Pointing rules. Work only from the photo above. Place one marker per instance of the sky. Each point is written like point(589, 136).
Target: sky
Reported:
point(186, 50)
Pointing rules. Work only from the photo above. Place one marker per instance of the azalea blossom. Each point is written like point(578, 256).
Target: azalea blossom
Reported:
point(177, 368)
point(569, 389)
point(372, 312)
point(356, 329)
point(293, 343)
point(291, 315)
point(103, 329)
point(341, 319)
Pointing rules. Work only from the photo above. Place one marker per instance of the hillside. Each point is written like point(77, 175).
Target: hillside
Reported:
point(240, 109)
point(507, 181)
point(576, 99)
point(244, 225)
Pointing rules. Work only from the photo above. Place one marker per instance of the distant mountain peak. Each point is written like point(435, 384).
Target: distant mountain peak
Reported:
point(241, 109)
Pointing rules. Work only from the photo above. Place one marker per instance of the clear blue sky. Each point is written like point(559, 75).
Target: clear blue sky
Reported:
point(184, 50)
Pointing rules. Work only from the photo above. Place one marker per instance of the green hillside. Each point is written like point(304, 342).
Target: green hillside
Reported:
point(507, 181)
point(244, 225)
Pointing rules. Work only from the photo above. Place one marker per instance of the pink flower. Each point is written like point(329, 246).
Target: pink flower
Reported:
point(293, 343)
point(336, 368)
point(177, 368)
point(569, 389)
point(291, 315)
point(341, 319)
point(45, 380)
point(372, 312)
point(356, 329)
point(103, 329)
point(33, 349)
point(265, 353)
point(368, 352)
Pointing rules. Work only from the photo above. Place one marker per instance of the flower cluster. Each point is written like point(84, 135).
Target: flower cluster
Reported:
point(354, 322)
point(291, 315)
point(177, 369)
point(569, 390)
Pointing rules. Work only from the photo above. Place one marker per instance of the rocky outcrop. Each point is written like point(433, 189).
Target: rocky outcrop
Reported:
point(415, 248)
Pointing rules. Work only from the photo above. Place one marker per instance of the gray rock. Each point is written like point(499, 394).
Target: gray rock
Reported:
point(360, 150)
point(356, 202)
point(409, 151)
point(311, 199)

⁂

• WHAT IS REQUIRED
Look through the material above. Copy each line where the word "distant" appears.

• TASK RESULT
Pointing rules. Work only from the photo above. Place one marker per instance of the distant mountain peak. Each point is written like point(435, 384).
Target: distant mountain peak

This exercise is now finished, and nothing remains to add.